**Records for this exercise**

>>>>>

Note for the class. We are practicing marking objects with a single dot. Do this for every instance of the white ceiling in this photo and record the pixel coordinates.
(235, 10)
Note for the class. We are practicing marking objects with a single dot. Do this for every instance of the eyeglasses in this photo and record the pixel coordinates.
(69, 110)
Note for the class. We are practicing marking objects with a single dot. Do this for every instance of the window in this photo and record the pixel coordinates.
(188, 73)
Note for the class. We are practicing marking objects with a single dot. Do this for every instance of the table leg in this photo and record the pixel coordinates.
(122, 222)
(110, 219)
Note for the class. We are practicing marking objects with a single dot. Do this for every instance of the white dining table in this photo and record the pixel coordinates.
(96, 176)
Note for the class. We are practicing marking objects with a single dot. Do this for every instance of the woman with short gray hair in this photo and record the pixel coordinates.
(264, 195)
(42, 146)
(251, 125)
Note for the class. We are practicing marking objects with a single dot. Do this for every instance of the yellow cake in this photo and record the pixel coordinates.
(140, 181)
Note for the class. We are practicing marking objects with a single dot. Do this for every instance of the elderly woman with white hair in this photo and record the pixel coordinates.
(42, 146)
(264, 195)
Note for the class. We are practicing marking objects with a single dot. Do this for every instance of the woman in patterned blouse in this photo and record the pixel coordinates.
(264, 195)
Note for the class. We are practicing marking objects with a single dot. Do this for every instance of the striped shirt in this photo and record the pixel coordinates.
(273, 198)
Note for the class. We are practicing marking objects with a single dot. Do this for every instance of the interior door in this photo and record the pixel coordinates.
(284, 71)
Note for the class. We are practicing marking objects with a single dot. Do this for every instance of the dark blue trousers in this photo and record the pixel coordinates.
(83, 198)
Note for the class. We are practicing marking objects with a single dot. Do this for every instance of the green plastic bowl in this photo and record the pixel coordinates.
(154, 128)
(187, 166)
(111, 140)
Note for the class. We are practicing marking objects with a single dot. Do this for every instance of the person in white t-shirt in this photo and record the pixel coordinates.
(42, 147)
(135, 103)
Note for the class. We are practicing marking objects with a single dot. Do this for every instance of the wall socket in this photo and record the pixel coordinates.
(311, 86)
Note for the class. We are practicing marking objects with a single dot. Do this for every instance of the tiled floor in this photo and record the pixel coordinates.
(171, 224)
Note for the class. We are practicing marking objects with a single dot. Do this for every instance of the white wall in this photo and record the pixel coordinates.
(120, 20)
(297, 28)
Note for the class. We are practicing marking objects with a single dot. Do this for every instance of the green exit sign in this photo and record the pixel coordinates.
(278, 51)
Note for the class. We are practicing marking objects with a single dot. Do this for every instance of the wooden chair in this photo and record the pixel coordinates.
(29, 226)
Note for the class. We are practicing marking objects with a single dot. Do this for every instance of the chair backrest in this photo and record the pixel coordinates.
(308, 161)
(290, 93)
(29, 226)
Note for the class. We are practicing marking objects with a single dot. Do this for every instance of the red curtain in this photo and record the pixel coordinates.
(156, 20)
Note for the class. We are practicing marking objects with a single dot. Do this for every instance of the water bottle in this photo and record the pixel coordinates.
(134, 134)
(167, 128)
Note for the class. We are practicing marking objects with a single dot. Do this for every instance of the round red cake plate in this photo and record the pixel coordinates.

<<<<<

**Exercise**
Would you please give all of the records again exactly as they stand?

**Worked solution**
Note for the class. We are practicing marking objects with a single dot. Do this for every instance of the white ceiling in this photo and record the pixel coordinates.
(235, 10)
Note for the class. We are practicing marking objects with a single dot. Do this for every instance of the eyeglasses in this photo and record the pixel coordinates.
(69, 110)
Note for the class. We are practicing marking objects with a single dot. Do this for every instance of the window in this photo and record the pixel coordinates.
(188, 73)
Note for the class. We are practicing marking objects with a single dot. Do this for every instance of the table leg in this photo and record the pixel coordinates.
(122, 222)
(110, 219)
Note for the class. We are practicing marking objects with a single dot. Do this for every instance of the white dining table in this photo and record the pixel coordinates.
(96, 176)
Note for the class. We are practicing marking objects with a single dot. Do this for every instance of the woman with short gray hair in this photo and record the pixel coordinates.
(264, 195)
(42, 146)
(251, 125)
Note for the class. We are practicing marking objects with a single dot. Do this for every instance of the yellow cake in this photo and record the pixel coordinates.
(140, 181)
Note for the class. We are practicing marking objects with a single dot. Do this for every instance of the elderly woman with white hair in this photo and record the pixel coordinates.
(42, 146)
(264, 195)
Note for the class. We are practicing marking objects with a single dot. Do this for every instance of the woman in patterned blouse in this photo and record the pixel coordinates.
(264, 195)
Note for the class. We are practicing marking objects with a single dot. Do this for every instance of the striped shirt in this photo and record the pixel coordinates.
(273, 198)
Note for the class. We are practicing marking objects with a single dot. Do this for every instance of the interior door in this photo and record the pixel coordinates.
(284, 71)
Note for the class. We are practicing marking objects with a single dot. Do this for every instance of the dark blue trousers in this photo and record the pixel coordinates.
(83, 198)
Note for the class. We are practicing marking objects with a single dot. Do this for every instance of the green plastic bowl in this photo and record the pixel coordinates.
(154, 128)
(187, 166)
(111, 140)
Note for the class. We are practicing marking objects with a single dot. Do this for every instance of the person in white t-shirt in this photo and record the pixel coordinates.
(42, 147)
(135, 103)
Note for the class. We are practicing marking objects with a single dot. Do this for every instance of the wall socket in this photo and record the pixel coordinates.
(311, 86)
Note for the class. We are practicing marking objects with a single dot. Do this for every instance of the tiled floor in this photo and record the pixel coordinates.
(171, 224)
Note for the class. We are practicing marking objects with a single dot. Do this for every instance of the white wall in this photo and record the pixel coordinates.
(120, 20)
(297, 28)
Note for the class. We are practicing marking objects with a single dot. Do this for every instance of the green exit sign in this photo and record the pixel coordinates.
(278, 51)
Note for the class. We are practicing marking objects with a single dot. Do this for every instance of the wooden chair in this photo and record the pixel coordinates.
(29, 226)
Note for the class. We are practicing marking objects with a single dot. Do this for every instance of the chair backrest in this photo and record the pixel coordinates.
(308, 161)
(290, 93)
(29, 226)
Note for the class. We are practicing marking objects with a single dot. Do this for every instance of the red curtain in this photo and record the pixel coordinates.
(156, 20)
Note for the class. We are practicing marking objects with a single dot. Do this for every instance of the water bottle in this photo and record the pixel coordinates.
(134, 134)
(167, 128)
Note for the class. We are practicing marking objects with a single dot. Do this for every instance of the round red cake plate in this photo and record the pixel coordinates.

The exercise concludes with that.